— Формулировки заданий —
1) Перепишите фрагмент текста о рассказах Барта: всё начиная со слов «Когда же профессор» и до слов «и вовсе несъедобными.». Замените в нём «лопатой» на «заступом».
2) Напишите продолжение текста о рассказах Барта. Начните сразу после его последнего предложения.

С наибольшей наглядностью это демонстрируется в рассказе «Заблудившийся в комнате смеха». Внешне он сохраняет все атрибуты добротного реалистического рассказа: фабулу (семейство Эмброуза отправляется в Оушн-Сити отпраздновать День независимости), живо воссозданные бытовые реалии Америки сороковых годов, тонко выписанные характеры персонажей. Но уже с первых страниц языковая ткань рассказа начинает разъедаться язвой авторефлексии. Метатексты чем дальше, тем бесцеремоннее вторгаются в повествование, убивая фабулу и размывая очертания героев. И будь эти метатексты насыщены глубокими и оригинальными мыслями, как, скажем, у Филдинга или Набокова, мы бы легко простили Барту и его беспросветный солипсизм, и патологическое неумение придать рассказу хотя бы подобие внутреннего драматизма или внешней занимательности. Так нет же: нас с торжественным видом угощают банальностями, извлеченными из учебного пособия для первокурсников: «Описание физической внешности и манеры поведения есть один из нескольких стандартных приемов характеристики персонажей, используемых авторами художественного текста <…>. Функция завязок состоит в том, чтобы представить основные действующие лица, установить между ними исходную систему отношений, задать обстоятельства для развития основной линии сюжета, при необходимости прояснить предысторию возникшей ситуации, рассадить в должном порядке и количестве мотивы и намеки на грядущие события…» – и т.д., вплоть до издевательски обстоятельного объяснения, что такое курсив: «Печатный эквивалент выделения тех или иных слов голосом в устной речи, кроме того, им обыкновенно выделяют названия произведений, не говоря уже о. (Как вам этот манерный обрыв? – Н.М.) Курсив используется также – по преимуществу в художественных произведениях – для обозначения “внешних”, привходящих, либо же искусственных голосов…»
Когда же профессор Барт начинает рефлектировать по поводу грамматической структуры отдельных предложений (уродливо извивающихся, словно перерубленные лопатой дождевые червяки), тогда его опусы становятся и вовсе несъедобными.
Повторяю, Барт прекрасно осознает, что многие его тексты абсолютно нечитабельны. Иначе он не долбил бы чуть ли не в каждом рассказе о том, что «оратор» (читай – писатель) «может оказаться своим же единственным слушателем».

Данные о нахождении названных объектов:
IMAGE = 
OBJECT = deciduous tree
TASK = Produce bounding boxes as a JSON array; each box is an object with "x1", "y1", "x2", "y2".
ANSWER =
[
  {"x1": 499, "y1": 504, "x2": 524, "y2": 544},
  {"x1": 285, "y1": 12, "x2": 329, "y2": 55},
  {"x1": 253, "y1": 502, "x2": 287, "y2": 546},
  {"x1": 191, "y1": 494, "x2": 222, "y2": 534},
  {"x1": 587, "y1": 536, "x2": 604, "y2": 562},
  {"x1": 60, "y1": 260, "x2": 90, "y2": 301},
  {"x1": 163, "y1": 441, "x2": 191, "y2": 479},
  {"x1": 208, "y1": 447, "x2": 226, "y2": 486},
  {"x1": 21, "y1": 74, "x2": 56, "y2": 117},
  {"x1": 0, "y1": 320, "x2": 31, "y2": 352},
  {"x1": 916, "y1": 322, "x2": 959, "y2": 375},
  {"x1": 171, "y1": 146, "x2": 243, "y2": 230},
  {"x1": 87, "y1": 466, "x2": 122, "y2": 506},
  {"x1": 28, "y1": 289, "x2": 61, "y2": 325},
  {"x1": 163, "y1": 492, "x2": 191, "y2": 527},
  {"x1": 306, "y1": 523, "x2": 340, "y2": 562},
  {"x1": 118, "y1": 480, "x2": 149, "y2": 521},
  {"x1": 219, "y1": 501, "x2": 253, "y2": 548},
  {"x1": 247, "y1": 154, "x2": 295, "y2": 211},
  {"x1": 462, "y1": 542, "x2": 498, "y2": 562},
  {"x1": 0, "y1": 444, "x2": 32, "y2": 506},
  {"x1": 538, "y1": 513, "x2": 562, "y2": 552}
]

— Ожидаемые результаты —
1)
Когда же профессор Барт начинает рефлектировать по поводу грамматической структуры отдельных предложений (уродливо извивающихся, словно перерубленные заступом дождевые червяки), тогда его опусы становятся и вовсе несъедобными.

2)
Не случайно сквозная тема сборника – бессилие, творческая немощь писателя, загнавшего себя в тупик никчемного штукарства и тщетно старающегося заполнить раскрывшуюся перед ним бездну грудой бессмысленной словесной шелухи. «Попытайтесь заполнить пустые места. Единственная надежда – попробовать заполнить пустоту. Сотри с лица земли то, чего не можешь встретить лицом к лицу, или заполняй пустоты. Словами или еще того, большим количеством слов, иначе я его заполню этим существительным в творительном падеже», – заклинает автор «Заглавия» (ключевого рассказа сборника), пришедший к «необходимости заполнять пустоту останками использованной и разложившейся на составные части пустоты».
В «Заглавии», как и в других самоедских опусах Барта, идея исчерпанности литературы и «парализующее знание себя и собственной природы» воплощается в нарочитом косноязычии, в замедленном темпе бессвязного, заплетающегося, прямо-таки геликоидального повествования, постоянно возвращающегося к исходной мысли, навязчиво повторяемой фразе. «Заполните пустоту», «я намерен заполнять пустые места», «написание этой истории, вроде как последней, само по себе есть форма художественного заполнения пустоты», – в сравнительно небольшом рассказе этот мотив повторяется раз пятнадцать.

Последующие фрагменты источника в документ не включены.